YOUR GOAL = Extract every line of the entries below that contains the string "woman", matching case exactly.

RECORDS SHOWN =
::::::::

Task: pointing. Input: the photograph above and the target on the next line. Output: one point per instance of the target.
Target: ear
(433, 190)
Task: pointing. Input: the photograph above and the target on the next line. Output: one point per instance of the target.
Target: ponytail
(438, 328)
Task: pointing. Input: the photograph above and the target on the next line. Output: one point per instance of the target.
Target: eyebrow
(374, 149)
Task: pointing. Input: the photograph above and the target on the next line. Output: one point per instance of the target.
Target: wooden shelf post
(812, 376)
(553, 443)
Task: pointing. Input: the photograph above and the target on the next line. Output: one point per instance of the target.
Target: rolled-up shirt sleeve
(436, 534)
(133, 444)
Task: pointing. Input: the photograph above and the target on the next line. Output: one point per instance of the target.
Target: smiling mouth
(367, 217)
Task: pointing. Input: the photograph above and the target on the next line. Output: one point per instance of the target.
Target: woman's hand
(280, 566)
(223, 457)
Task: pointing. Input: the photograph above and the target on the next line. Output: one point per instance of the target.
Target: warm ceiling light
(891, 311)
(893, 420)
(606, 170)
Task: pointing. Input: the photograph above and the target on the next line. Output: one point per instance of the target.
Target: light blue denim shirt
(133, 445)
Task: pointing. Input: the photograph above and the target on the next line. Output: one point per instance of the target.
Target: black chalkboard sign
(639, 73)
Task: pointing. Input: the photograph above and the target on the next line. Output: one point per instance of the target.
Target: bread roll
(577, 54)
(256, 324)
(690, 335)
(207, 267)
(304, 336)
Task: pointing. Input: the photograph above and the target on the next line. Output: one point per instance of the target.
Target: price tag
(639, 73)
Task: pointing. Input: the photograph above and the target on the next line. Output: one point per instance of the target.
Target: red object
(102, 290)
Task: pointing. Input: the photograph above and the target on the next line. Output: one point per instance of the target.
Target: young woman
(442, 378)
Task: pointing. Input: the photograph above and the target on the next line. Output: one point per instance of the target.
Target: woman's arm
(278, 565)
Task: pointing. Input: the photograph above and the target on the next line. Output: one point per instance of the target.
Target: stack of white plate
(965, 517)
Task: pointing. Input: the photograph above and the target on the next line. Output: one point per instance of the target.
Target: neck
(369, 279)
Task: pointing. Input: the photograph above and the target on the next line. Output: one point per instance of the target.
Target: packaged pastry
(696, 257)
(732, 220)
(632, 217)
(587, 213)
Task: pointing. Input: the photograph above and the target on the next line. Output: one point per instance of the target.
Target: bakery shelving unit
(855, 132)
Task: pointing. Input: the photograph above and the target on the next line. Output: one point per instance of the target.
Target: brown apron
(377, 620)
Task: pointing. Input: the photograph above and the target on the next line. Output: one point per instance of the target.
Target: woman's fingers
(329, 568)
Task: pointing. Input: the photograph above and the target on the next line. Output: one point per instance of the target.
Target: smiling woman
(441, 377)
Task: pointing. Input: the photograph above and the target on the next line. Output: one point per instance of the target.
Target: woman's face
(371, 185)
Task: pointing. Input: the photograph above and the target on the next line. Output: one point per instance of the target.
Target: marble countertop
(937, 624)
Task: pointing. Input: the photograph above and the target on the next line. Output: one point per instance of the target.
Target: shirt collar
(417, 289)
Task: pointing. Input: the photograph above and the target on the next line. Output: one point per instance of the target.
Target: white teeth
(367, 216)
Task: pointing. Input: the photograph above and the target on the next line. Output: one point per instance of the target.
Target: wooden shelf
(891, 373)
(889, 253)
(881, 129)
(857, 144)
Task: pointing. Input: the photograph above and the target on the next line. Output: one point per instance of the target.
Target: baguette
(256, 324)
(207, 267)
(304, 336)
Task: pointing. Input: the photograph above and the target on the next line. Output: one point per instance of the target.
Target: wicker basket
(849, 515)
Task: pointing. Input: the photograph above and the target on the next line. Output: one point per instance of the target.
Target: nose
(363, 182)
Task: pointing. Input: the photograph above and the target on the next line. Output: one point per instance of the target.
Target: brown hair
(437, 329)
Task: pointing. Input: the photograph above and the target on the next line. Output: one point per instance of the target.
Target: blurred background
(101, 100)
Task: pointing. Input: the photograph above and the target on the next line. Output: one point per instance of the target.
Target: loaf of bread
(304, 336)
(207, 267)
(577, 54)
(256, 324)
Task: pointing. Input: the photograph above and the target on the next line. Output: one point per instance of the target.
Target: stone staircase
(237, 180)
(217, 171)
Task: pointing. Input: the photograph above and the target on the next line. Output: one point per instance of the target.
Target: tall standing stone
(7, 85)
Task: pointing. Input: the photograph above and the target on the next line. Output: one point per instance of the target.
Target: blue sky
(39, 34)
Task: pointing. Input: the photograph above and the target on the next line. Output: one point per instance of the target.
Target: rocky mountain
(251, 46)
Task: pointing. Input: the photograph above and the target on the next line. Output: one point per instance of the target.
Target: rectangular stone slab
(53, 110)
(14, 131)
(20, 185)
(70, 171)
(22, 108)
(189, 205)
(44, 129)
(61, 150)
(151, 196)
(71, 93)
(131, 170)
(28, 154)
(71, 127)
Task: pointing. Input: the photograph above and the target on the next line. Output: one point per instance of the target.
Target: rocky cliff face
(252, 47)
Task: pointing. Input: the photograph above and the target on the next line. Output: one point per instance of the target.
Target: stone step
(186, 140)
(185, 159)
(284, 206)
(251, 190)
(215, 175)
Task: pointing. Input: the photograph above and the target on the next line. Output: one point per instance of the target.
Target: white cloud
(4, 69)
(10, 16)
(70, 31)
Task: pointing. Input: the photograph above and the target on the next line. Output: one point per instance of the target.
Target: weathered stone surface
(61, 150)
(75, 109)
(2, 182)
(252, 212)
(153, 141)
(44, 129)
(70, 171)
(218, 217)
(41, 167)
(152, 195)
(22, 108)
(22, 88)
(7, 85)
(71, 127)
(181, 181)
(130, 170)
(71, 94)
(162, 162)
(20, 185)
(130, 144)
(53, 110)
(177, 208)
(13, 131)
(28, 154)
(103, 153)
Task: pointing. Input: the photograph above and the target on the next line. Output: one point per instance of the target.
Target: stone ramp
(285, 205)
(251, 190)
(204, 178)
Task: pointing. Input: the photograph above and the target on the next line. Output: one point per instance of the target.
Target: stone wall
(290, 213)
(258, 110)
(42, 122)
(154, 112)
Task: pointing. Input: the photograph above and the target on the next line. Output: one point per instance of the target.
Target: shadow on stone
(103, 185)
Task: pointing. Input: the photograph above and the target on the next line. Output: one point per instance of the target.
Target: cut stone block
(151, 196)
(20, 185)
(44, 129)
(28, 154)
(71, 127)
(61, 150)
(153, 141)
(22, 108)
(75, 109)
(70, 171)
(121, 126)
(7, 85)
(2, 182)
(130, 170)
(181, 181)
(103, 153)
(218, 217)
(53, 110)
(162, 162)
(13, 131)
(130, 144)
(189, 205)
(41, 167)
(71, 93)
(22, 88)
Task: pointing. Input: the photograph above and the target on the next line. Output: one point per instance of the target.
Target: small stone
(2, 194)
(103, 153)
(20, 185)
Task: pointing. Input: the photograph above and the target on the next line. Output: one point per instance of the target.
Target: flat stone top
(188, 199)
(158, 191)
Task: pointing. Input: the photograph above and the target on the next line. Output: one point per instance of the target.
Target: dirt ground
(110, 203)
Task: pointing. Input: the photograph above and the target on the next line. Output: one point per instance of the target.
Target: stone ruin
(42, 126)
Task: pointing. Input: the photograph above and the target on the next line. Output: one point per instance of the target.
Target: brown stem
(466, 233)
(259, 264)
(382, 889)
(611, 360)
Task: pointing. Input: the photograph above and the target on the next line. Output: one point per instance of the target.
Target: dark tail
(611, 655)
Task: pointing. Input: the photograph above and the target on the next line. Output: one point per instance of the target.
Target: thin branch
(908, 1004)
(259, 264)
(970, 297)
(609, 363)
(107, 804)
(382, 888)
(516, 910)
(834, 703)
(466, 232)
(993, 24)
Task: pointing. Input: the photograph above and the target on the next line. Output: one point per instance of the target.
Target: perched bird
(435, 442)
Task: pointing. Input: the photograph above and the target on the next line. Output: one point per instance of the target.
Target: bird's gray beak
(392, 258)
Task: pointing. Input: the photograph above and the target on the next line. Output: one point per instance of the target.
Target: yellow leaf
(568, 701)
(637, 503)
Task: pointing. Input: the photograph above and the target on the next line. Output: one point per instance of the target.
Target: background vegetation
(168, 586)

::::::::

RESPONSE TO THIS EXERCISE =
Target: woman's hand
Target: young woman
Target: woman's arm
Target: woman's fingers
Target: smiling woman
Target: woman's face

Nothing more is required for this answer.